(Entries from a data collection)
"""

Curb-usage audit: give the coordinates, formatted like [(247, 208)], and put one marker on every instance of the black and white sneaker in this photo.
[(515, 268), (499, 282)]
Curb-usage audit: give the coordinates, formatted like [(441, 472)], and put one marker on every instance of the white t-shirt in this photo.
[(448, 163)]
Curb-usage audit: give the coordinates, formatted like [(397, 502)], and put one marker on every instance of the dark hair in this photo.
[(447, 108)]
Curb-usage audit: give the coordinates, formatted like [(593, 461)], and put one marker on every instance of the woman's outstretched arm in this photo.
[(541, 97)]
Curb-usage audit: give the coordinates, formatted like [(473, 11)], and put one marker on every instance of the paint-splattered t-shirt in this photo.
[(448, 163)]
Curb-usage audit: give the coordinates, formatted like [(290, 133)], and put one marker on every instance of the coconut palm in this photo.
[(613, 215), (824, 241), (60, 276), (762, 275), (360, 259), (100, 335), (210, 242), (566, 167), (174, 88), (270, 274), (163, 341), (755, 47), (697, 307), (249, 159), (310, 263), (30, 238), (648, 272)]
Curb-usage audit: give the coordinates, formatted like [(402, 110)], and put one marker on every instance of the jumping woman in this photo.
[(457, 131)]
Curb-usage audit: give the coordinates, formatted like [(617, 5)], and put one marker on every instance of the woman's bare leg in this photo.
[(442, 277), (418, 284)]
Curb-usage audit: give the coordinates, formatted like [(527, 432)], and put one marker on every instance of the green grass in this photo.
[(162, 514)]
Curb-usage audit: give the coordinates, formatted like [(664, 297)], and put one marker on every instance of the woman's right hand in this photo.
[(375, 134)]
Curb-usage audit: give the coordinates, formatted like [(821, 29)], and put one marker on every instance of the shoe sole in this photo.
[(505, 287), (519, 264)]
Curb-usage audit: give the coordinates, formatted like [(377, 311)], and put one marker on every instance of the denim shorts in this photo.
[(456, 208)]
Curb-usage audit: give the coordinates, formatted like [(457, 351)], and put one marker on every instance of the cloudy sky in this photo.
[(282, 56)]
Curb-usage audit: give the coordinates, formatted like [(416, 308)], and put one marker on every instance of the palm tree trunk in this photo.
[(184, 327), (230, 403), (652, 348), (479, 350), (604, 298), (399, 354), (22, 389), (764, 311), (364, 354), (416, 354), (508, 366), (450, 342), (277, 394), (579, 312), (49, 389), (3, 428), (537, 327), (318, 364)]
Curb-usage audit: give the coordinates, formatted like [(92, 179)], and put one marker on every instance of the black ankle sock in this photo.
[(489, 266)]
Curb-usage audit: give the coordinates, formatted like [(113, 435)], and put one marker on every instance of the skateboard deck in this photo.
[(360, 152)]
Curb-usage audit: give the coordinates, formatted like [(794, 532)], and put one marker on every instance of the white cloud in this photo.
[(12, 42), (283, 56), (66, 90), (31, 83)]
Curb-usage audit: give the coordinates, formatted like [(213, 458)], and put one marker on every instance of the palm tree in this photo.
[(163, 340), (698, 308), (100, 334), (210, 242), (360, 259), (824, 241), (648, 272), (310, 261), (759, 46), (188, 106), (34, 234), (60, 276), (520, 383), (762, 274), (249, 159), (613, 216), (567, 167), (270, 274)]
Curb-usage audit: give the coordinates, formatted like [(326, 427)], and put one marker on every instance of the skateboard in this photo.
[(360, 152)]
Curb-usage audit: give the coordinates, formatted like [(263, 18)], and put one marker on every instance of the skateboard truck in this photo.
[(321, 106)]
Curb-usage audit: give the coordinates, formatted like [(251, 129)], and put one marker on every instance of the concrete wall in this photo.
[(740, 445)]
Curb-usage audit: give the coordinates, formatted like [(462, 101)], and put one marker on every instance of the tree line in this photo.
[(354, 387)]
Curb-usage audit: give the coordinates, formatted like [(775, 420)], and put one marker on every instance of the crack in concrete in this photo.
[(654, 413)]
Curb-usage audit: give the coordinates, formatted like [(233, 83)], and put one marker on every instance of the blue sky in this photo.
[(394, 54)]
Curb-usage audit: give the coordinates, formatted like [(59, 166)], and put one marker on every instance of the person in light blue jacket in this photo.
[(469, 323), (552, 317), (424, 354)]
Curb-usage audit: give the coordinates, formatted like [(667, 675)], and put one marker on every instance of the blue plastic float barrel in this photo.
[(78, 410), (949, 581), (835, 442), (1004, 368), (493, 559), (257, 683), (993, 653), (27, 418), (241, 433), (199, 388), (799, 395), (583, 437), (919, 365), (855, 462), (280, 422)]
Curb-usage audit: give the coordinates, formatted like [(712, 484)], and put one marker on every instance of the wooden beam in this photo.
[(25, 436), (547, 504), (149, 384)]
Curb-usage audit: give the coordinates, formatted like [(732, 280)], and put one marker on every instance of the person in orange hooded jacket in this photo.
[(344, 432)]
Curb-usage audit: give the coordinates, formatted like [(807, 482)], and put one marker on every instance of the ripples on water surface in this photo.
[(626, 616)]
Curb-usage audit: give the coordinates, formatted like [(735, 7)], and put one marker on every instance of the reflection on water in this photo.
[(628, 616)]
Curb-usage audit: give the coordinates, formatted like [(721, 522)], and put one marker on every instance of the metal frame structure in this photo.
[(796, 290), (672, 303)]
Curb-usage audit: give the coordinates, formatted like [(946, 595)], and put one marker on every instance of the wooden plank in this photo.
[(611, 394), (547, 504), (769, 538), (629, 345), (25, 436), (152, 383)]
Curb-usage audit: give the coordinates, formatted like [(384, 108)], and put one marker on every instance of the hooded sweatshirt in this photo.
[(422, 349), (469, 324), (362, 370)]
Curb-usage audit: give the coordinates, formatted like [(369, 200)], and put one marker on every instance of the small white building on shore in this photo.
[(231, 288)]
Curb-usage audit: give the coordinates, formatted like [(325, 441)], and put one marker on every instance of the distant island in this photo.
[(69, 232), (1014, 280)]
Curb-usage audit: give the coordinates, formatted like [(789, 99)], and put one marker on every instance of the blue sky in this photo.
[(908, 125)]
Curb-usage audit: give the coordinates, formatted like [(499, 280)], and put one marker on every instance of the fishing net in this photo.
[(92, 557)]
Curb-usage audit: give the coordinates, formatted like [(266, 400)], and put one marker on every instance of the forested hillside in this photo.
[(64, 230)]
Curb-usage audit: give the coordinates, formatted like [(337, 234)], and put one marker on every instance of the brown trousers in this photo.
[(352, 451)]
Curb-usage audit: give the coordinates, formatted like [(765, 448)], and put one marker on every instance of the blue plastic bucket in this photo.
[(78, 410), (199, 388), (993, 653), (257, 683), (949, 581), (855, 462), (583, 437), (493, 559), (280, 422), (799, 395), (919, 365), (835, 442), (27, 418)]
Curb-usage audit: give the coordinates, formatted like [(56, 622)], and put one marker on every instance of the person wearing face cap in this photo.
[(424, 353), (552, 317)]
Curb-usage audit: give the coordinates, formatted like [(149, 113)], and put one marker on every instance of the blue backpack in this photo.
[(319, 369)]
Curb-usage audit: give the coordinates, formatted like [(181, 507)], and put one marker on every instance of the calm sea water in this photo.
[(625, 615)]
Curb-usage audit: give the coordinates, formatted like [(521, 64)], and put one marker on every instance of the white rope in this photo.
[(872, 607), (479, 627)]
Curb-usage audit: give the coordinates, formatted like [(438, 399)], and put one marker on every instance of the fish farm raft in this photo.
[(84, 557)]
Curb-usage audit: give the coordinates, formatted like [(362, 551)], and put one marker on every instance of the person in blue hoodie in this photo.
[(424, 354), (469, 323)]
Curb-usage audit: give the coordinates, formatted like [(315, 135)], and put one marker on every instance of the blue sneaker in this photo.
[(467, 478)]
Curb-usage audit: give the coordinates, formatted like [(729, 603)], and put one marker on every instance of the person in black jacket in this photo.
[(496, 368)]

"""

=== Written task ===
Rewrite all of the entries above, changing "put one marker on every instance" to "place a single point on each instance" and keeping every other word the same.

=== Task answer ===
Curb-usage audit: give the coordinates, formatted like [(247, 208)], and place a single point on each instance of the black and white sneaker in this photo.
[(515, 268), (499, 282)]
Curb-usage audit: give the coordinates, formatted like [(441, 472)], and place a single point on each instance of the white t-shirt in this photo.
[(448, 163)]
Curb-usage audit: give the coordinates, formatted like [(397, 502)], and place a single point on each instance of the dark hair in this photo.
[(447, 108)]
Curb-usage audit: give the coordinates, formatted like [(593, 461)], and place a single point on each instance of the woman's outstretched arm in this photo.
[(541, 97)]
Curb-usage audit: give the coordinates, formatted like [(473, 11)], and place a single point on each instance of the paint-splattered t-shirt in this photo.
[(448, 163)]
Curb-usage audit: give the coordinates, formatted like [(290, 133)], and place a single point on each instance of the coconut palm in this photo.
[(613, 215), (824, 241), (60, 276), (762, 275), (360, 259), (100, 335), (210, 242), (566, 167), (174, 88), (270, 274), (163, 341), (755, 47), (697, 307), (249, 159), (310, 263), (30, 238), (648, 272)]
Curb-usage audit: give the coordinates, formatted like [(402, 110)], and place a single point on each instance of the jumping woman in this photo.
[(457, 131)]
Curb-usage audit: give the coordinates, formatted like [(617, 5)], and place a single point on each instance of the woman's bare leg in this photo.
[(442, 277), (418, 284)]
Curb-usage audit: give the coordinates, formatted like [(527, 432)], and place a single point on each instance of the green grass in this photo.
[(162, 514)]
Curb-usage audit: give the coordinates, formatted like [(664, 297)], and place a single point on each instance of the woman's right hand in this photo.
[(375, 134)]
Curb-usage audit: give the coordinates, formatted like [(821, 29)], and place a single point on each instance of the shoe sole in this photo.
[(505, 287), (519, 264)]
Curb-usage audit: give the coordinates, formatted like [(377, 311)], and place a single point on each instance of the denim shorts in this photo.
[(456, 208)]
Curb-usage audit: give the coordinates, formatted like [(457, 351)], and place a single point on each instance of the cloudy sky in this photo.
[(282, 56)]
Curb-usage audit: give the coordinates, formatted like [(416, 308)], and place a single point on each instance of the palm tree trunk in this photo.
[(184, 327), (230, 403), (652, 348), (479, 350), (604, 298), (399, 354), (22, 389), (764, 311), (364, 354), (416, 354), (508, 366), (450, 342), (277, 394), (579, 312), (49, 389), (3, 428), (537, 327), (318, 364)]
Curb-usage audit: give the coordinates, formatted like [(92, 179)], and place a single point on each instance of the black ankle sock in this photo.
[(489, 266)]
Curb-usage audit: give the coordinates, formatted like [(113, 435)], and place a single point on each instance of the skateboard deck in this photo.
[(360, 152)]
Curb-usage audit: give the coordinates, formatted like [(794, 532)], and place a single point on each instance of the white cloud in this photo.
[(12, 42), (283, 56), (66, 90), (31, 83)]
Curb-usage audit: give the coordinates, formatted like [(213, 458)], and place a single point on each instance of the palm tree in this photo.
[(163, 340), (698, 308), (100, 334), (210, 242), (360, 259), (824, 241), (648, 272), (310, 261), (759, 46), (188, 106), (34, 234), (60, 276), (520, 383), (762, 274), (249, 159), (613, 216), (567, 167), (270, 274)]
Curb-usage audit: give the coordinates, formatted like [(326, 427)], and place a single point on each instance of the skateboard in this photo.
[(360, 152)]
Curb-usage audit: give the coordinates, formatted like [(263, 18)], and place a single point on each instance of the skateboard truck in this photo.
[(321, 106)]
Curb-usage audit: give the coordinates, formatted like [(251, 129)], and place a single point on each instance of the concrete wall in this photo.
[(740, 445)]
Curb-usage audit: give the coordinates, formatted like [(462, 101)], and place a single point on each instance of the tree line in this photo.
[(354, 387)]
Curb-usage audit: give the coordinates, formatted like [(775, 420)], and place a single point on each instance of the crack in concrete in this photo.
[(654, 413)]
Curb-usage audit: give the coordinates, formatted like [(233, 83)], and place a single point on each instance of the blue sky in this photo.
[(394, 54)]
Curb-usage audit: give the coordinates, formatted like [(59, 166)], and place a single point on each instance of the person in light blue jacket in this photo.
[(469, 323), (552, 317), (424, 354)]
Curb-usage audit: give the coordinates, formatted like [(667, 675)], and place a single point on each instance of the blue plastic float barrel in this photo.
[(78, 410), (949, 581), (835, 442), (1004, 368), (493, 559), (257, 683), (993, 653), (27, 418), (241, 433), (199, 388), (799, 395), (583, 437), (919, 365), (855, 462), (280, 422)]
Curb-usage audit: give the coordinates, formatted like [(712, 484)], and place a single point on each instance of the wooden beam in this photo.
[(25, 436), (547, 504), (149, 384)]
Curb-usage audit: give the coordinates, formatted like [(732, 280)], and place a single point on each instance of the person in orange hooded jacket in this photo.
[(344, 432)]
Curb-usage audit: give the coordinates, formatted like [(807, 482)], and place a single point on each instance of the ripples on water surface in this photo.
[(626, 616)]
Curb-usage audit: give the coordinates, formatted like [(735, 7)], and place a single point on each instance of the reflection on water in this photo.
[(628, 616)]
Curb-usage audit: give the coordinates, formatted like [(721, 522)], and place a single point on each instance of the metal frame structure in this photo.
[(796, 290), (672, 303)]
Curb-usage audit: give the coordinates, formatted like [(946, 595)], and place a single point on each instance of the wooden plank in this photo.
[(611, 394), (547, 504), (769, 538), (629, 345), (25, 436), (152, 383)]
Curb-usage audit: give the coordinates, formatted like [(384, 108)], and place a single point on each instance of the hooded sweatshirt in this photo.
[(422, 349), (469, 324), (362, 370)]
Curb-usage audit: give the coordinates, formatted like [(369, 200)], and place a single point on each instance of the small white building on shore in this photo.
[(231, 288)]
Curb-usage audit: give the coordinates, formatted like [(325, 441)], and place a single point on each instance of the distant island in this photo.
[(69, 232), (1014, 280)]
Curb-usage audit: give the coordinates, formatted like [(789, 99)], and place a single point on each instance of the blue sky in this photo.
[(908, 125)]
Curb-usage audit: give the coordinates, formatted like [(499, 280)], and place a single point on each instance of the fishing net in this photo.
[(92, 557)]
Curb-usage audit: give the coordinates, formatted like [(266, 400)], and place a single point on each instance of the forested hillside in this photo.
[(64, 230)]
Curb-usage audit: give the coordinates, formatted like [(337, 234)], and place a single point on each instance of the brown trousers in this photo.
[(352, 451)]
Curb-usage audit: give the coordinates, formatted like [(765, 448)], and place a single point on each instance of the blue plastic bucket in this photo.
[(78, 410), (199, 388), (993, 653), (257, 683), (949, 581), (855, 462), (583, 437), (493, 559), (280, 422), (799, 395), (919, 365), (835, 442), (27, 418)]
Curb-usage audit: give the coordinates, formatted like [(56, 622)], and place a single point on each instance of the person wearing face cap in this photo.
[(424, 353), (552, 317)]
Curb-usage audit: give the coordinates, formatted like [(149, 113)], and place a single point on each instance of the blue backpack in this photo.
[(319, 369)]
Curb-usage audit: give the coordinates, formatted like [(181, 507)], and place a single point on each instance of the calm sea water in this photo.
[(625, 615)]
Curb-usage audit: give the coordinates, formatted like [(521, 64)], and place a single point on each instance of the white rope in this photo.
[(872, 607), (479, 627)]
Curb-usage audit: give the coordinates, formatted like [(438, 399)], and place a single point on each instance of the fish farm raft in this photo.
[(84, 557)]
Curb-usage audit: give the coordinates, formatted like [(362, 551)], and place a single point on each instance of the person in blue hoodie in this photo.
[(424, 354), (469, 323)]
Curb-usage audit: give the coordinates, formatted like [(315, 135)], and place a single point on each instance of the blue sneaker in this photo.
[(467, 478)]
Curb-usage audit: give the coordinates, formatted like [(729, 603)], and place a single point on each instance of the person in black jacket in this photo.
[(496, 368)]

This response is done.